What this task involves: Give the data again in full, exactly as written below.

[Data in this exercise Boundary: Start]

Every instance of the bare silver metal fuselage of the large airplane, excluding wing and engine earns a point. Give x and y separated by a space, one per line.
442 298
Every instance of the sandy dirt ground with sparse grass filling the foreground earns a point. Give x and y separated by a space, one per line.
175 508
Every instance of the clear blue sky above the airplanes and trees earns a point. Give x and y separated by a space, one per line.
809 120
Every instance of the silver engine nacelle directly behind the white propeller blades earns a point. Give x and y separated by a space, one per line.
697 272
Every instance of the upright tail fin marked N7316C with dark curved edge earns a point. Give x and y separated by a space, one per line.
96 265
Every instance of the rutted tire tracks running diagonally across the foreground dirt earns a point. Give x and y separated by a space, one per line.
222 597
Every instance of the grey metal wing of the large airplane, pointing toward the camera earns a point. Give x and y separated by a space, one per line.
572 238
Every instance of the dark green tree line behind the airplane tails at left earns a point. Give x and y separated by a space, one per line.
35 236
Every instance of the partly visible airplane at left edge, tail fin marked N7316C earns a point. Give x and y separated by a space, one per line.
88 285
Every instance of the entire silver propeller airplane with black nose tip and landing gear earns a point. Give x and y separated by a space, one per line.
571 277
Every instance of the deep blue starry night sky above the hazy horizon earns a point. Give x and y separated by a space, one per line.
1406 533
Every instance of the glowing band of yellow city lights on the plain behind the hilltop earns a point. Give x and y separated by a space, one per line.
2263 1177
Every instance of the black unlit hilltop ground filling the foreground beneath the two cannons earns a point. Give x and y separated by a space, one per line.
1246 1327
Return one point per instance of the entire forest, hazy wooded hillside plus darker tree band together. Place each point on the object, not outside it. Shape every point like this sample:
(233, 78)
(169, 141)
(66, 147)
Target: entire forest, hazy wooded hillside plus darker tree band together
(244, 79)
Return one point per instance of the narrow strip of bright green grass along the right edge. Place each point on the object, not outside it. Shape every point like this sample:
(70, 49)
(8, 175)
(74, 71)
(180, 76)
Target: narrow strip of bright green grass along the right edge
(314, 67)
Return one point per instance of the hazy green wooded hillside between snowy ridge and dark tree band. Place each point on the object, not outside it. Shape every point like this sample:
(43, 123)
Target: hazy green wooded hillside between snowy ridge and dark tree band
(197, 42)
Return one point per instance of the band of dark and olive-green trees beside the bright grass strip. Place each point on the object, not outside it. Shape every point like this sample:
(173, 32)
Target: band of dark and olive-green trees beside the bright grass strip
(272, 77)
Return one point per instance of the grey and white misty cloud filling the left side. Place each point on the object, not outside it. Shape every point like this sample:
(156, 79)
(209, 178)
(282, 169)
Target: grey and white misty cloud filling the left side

[Data in this exercise Boundary: End]

Problem solution:
Every instance of the bare silver metal fuselage of the large airplane, excluding wing and engine earns a point. Give x and y separated by a space, one per line.
442 298
Every instance of the sandy dirt ground with sparse grass filling the foreground earns a point. Give x and y separated by a space, one per line.
175 508
Every instance of the clear blue sky above the airplanes and trees earns a point. Give x and y separated by a space, one per line.
809 120
Every instance of the silver engine nacelle directly behind the white propeller blades earns a point. Give x and y separated by a space, one per line.
697 272
Every instance of the upright tail fin marked N7316C with dark curved edge earns a point. Give x and y separated by a space, one per line.
96 265
Every instance of the rutted tire tracks running diagonally across the foreground dirt earns a point. Give x and y separated by a space, one per line.
222 597
Every instance of the grey metal wing of the large airplane, pointing toward the camera earns a point. Give x and y separated by a space, one per line.
572 238
Every instance of the dark green tree line behind the airplane tails at left earns a point. Give x and y separated by a space, one per line.
35 236
Every instance of the partly visible airplane at left edge, tail fin marked N7316C earns a point. Give x and y separated by a space, one per line.
88 285
Every instance of the entire silver propeller airplane with black nose tip and landing gear earns a point. Give x and y separated by a space, one per line.
571 277
Every instance of the deep blue starry night sky above the hazy horizon earns a point. Give x and y separated by a space, one per line.
1406 533
Every instance of the glowing band of yellow city lights on the plain behind the hilltop earns a point. Give x and y separated by a space, one per line.
2263 1177
Every instance of the black unlit hilltop ground filling the foreground beneath the two cannons earns a point. Give x and y separated by a space, one per line.
1246 1327
Return one point per instance of the entire forest, hazy wooded hillside plus darker tree band together. Place each point on the object, not outside it. Shape every point like this sample:
(233, 78)
(169, 141)
(66, 147)
Target: entire forest, hazy wooded hillside plus darker tree band together
(244, 79)
Return one point per instance of the narrow strip of bright green grass along the right edge. Place each point on the object, not outside it. Shape every point like this sample:
(70, 49)
(8, 175)
(74, 71)
(180, 76)
Target: narrow strip of bright green grass along the right edge
(314, 67)
Return one point per instance of the hazy green wooded hillside between snowy ridge and dark tree band. Place each point on the object, not outside it. Shape every point like this sample:
(43, 123)
Target: hazy green wooded hillside between snowy ridge and dark tree band
(197, 42)
Return one point per instance of the band of dark and olive-green trees beside the bright grass strip. Place each point on the object, not outside it. Shape every point like this sample:
(173, 32)
Target: band of dark and olive-green trees beside the bright grass strip
(272, 77)
Return one point per instance of the grey and white misty cloud filling the left side. Place each point on the object, not outside it. Shape every point like this sample:
(156, 79)
(209, 178)
(282, 169)
Target: grey and white misty cloud filling the left side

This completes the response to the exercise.